> THE REQUEST
Reproduce every entry exactly and leave its pictures out.

☆ ☆ ☆ ☆

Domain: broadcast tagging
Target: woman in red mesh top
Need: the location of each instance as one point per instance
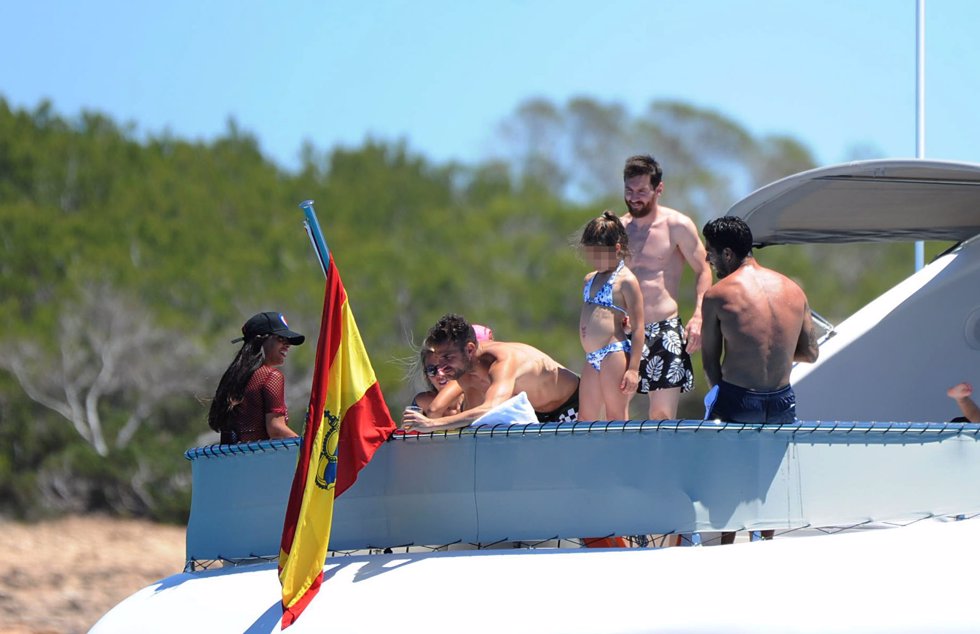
(250, 402)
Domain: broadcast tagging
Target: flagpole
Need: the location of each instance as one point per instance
(316, 235)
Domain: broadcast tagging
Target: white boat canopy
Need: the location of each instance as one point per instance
(867, 201)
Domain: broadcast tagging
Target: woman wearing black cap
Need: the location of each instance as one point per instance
(250, 402)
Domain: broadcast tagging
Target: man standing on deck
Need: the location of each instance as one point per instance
(761, 319)
(662, 240)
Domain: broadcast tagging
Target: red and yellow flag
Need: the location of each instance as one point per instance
(346, 421)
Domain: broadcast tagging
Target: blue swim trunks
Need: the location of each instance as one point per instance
(736, 404)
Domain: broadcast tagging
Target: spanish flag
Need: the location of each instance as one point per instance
(346, 421)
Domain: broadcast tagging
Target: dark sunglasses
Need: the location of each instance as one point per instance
(433, 370)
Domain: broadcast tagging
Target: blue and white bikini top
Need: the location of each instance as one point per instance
(604, 296)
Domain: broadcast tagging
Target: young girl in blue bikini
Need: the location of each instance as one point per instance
(611, 295)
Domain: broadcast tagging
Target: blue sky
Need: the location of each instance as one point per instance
(835, 74)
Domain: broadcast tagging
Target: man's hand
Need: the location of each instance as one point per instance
(693, 332)
(630, 380)
(413, 420)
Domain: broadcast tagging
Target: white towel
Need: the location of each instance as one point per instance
(516, 410)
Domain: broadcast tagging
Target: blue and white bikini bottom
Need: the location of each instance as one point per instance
(595, 358)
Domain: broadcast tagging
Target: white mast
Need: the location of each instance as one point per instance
(920, 103)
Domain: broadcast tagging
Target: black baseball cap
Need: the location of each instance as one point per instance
(269, 323)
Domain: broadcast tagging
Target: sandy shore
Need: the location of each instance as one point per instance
(61, 576)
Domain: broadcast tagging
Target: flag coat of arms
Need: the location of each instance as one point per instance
(346, 421)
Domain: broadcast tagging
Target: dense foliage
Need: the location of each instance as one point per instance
(127, 263)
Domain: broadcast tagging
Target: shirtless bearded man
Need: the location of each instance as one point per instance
(662, 240)
(762, 321)
(490, 372)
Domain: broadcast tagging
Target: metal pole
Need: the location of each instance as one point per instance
(316, 236)
(920, 104)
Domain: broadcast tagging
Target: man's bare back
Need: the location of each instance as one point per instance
(490, 372)
(764, 321)
(505, 368)
(758, 317)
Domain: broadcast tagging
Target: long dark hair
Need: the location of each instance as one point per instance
(231, 387)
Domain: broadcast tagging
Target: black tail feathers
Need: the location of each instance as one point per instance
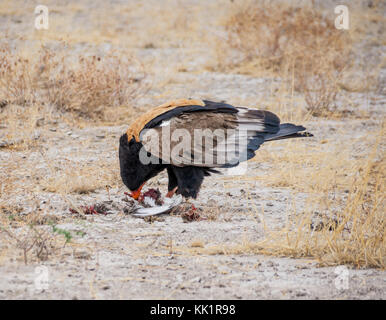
(287, 131)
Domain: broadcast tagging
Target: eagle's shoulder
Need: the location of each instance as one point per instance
(139, 123)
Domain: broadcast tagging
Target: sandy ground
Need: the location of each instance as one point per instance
(118, 256)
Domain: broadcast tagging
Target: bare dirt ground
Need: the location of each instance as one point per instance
(68, 164)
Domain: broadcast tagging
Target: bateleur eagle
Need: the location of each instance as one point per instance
(215, 135)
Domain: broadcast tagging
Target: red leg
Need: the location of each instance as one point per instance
(171, 193)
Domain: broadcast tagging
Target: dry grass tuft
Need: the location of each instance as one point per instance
(298, 44)
(85, 85)
(343, 220)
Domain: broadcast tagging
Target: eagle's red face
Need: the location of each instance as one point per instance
(184, 173)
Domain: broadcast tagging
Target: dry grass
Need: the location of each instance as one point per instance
(343, 220)
(300, 44)
(84, 85)
(343, 216)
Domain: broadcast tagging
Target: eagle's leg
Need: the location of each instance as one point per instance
(188, 180)
(135, 194)
(171, 193)
(172, 184)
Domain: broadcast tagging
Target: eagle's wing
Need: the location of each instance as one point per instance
(210, 137)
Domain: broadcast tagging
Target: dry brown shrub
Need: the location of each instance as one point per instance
(86, 85)
(299, 44)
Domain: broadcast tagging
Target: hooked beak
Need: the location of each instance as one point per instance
(135, 194)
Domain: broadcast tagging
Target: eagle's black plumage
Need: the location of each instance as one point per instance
(185, 177)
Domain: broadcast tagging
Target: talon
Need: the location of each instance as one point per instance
(136, 193)
(171, 193)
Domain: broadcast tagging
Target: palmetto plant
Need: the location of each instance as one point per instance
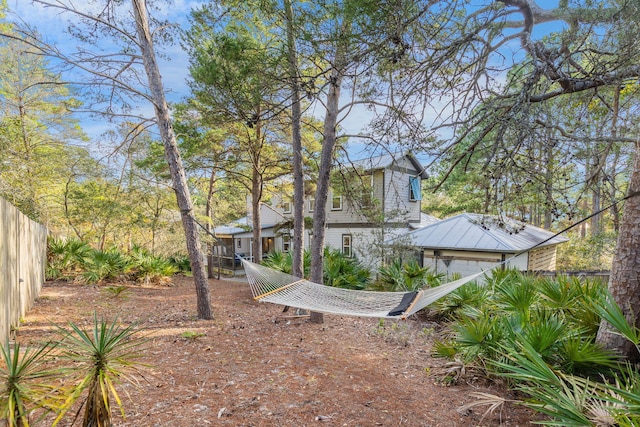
(343, 272)
(540, 335)
(407, 276)
(65, 258)
(102, 356)
(148, 268)
(25, 383)
(102, 265)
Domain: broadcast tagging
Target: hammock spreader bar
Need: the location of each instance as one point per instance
(268, 285)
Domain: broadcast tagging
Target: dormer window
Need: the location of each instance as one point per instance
(336, 203)
(415, 192)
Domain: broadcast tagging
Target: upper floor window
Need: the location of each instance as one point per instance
(336, 203)
(346, 245)
(415, 192)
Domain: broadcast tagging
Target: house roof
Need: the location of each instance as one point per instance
(483, 233)
(386, 161)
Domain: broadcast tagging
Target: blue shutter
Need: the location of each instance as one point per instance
(414, 181)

☆ ☆ ☆ ☆

> COMPLETED TASK
Domain: broadcast tagging
Target: woman in red mesh top
Need: the location of each instance as one point per instance
(250, 402)
Domain: broadcast tagging
Target: flagpole
Need: the location of each instance as one point per instance
(316, 235)
Domain: broadcast tagging
Target: white boat canopy
Need: the location of each instance as one point per instance
(867, 201)
Domain: broadcast tagging
Target: woman wearing black cap
Need: the location of each instance as one point per instance
(250, 402)
Domain: broadcast tagging
Target: man standing on deck
Need: the location of each instance as one point per instance
(761, 319)
(662, 240)
Domain: broadcast tagging
Target: red and yellow flag
Need: the location of each instance as one point per instance
(346, 421)
Domain: broadcast tagging
Target: blue swim trunks
Need: the location of each instance as one point per instance
(736, 404)
Domain: broadcast tagging
Target: spanish flag
Need: the location of each instance as one point per instance
(346, 421)
Domain: broadcast tagging
Target: dark sunglasses
Need: the location of each instance as one point per instance
(433, 370)
Domain: broadcast tagging
Target: blue and white bikini top
Need: the location of each instance as one point per instance
(604, 296)
Domain: broadcast tagging
Target: young girl in blue bikini
Need: the location of each instance as one point per instance
(611, 295)
Domain: broadcast tagging
Target: blue sky
Need: the location of each instance as one point per instance
(835, 74)
Domain: broadcast tagging
Target: man's hand
Need: the location of each instance as one point per instance
(693, 332)
(630, 380)
(413, 420)
Domain: broadcast tagging
Target: white towel
Need: the location of each instance as one point per instance
(516, 410)
Domain: broadcast tagging
Target: blue and white bikini bottom
Need: the location of each instance as one point per instance
(595, 358)
Domain: broadcast tagging
Target: white mast
Need: the location of each instance as one point per instance
(920, 103)
Domain: broadcast tagging
Target: black baseball cap
Need: the location of each instance as one point per instance
(269, 323)
Domain: broadcast tagging
Target: sandy shore
Need: the location of each instance as one point per instance
(61, 576)
Domain: broadcast tagging
Target: flag coat of arms
Need: the location of each instance as one point per instance
(346, 421)
Domain: broadcast tagging
Target: dense foliage
Need: the location of each instance as one point per instance
(127, 263)
Domain: broadcast tagging
Target: shirtless bearded man
Need: the location of each instance as one point per instance
(662, 240)
(762, 321)
(490, 372)
Domain: broadcast tagging
Target: metal pole
Need: the location of each instance as one point per instance
(316, 236)
(920, 104)
Domain: broadcast tagging
Target: man's bare back
Need: the location of each instance as one point per instance
(490, 372)
(764, 321)
(505, 368)
(758, 317)
Domain: broadcast tagging
Target: long dark hair
Need: the location of each instance as one point per instance
(231, 387)
Domain: broadcast tagging
Target: black tail feathers
Need: the location of each instance as one point per instance
(287, 131)
Domain: broadcast tagging
Target: eagle's shoulder
Need: the location of each instance as one point per instance
(139, 123)
Domain: broadcast tagging
Target: sandy ground
Need: the location of each instance as one point per instance
(118, 256)
Domain: broadcast tagging
Target: bare dirt ground
Need: the location of each instance as one point per instance
(68, 164)
Domain: broadcast tagging
Target: bateleur eagle
Need: the location of each instance as one point per instance
(215, 135)
Domain: broadcast tagging
Target: red leg
Need: the location of each instance as one point per instance
(171, 193)
Domain: broadcast tagging
Target: dry grass tuft
Need: the location of each instance as one point per instance
(298, 44)
(85, 85)
(343, 220)
Domain: broadcast tagging
Target: eagle's red face
Need: the location of each instance as one point per instance
(184, 173)
Domain: broadcast tagging
Target: dry grass
Need: the location of each instance as one point per instance
(343, 220)
(300, 44)
(84, 85)
(343, 216)
Domain: broadcast tagging
Target: eagle's leg
Need: the location of each instance as one point per instance
(188, 180)
(135, 194)
(171, 193)
(172, 184)
Domain: broadcast tagging
Target: eagle's wing
Need: the location of each instance as one point per instance
(210, 137)
Domain: broadcast tagging
Target: dry brown shrub
Need: the location of each instance as one point per instance
(86, 85)
(299, 44)
Domain: broadcast tagging
Target: hooked beak
Need: the location of each instance as one point per instance
(135, 194)
Domain: broadcast tagging
Target: eagle's black plumage
Need: the location of each instance as one point per instance
(185, 177)
Domain: broadcast tagging
Target: talon
Need: the location of each instance as one point per instance
(136, 193)
(171, 193)
Domain: broadcast tagging
Target: palmetto plant
Need: the location of each instance as one point per instance
(343, 272)
(540, 335)
(407, 276)
(65, 258)
(102, 356)
(148, 268)
(25, 383)
(102, 265)
Domain: broadcast tagging
Target: hammock spreader bar
Need: the location of each instance as one point per instance
(268, 285)
Domain: broadcast tagging
Target: dormer window
Need: the location of each instance as one point per instance
(336, 203)
(415, 192)
Domain: broadcast tagging
Target: upper floor window
Need: the location of each instance as one point per instance
(336, 203)
(346, 245)
(415, 192)
Domain: broadcast tagging
Target: house roof
Need: the location of each instance as one point per instance
(483, 233)
(386, 161)
Domain: broadcast tagging
Target: blue shutter
Need: the location of each instance as one point per instance
(414, 181)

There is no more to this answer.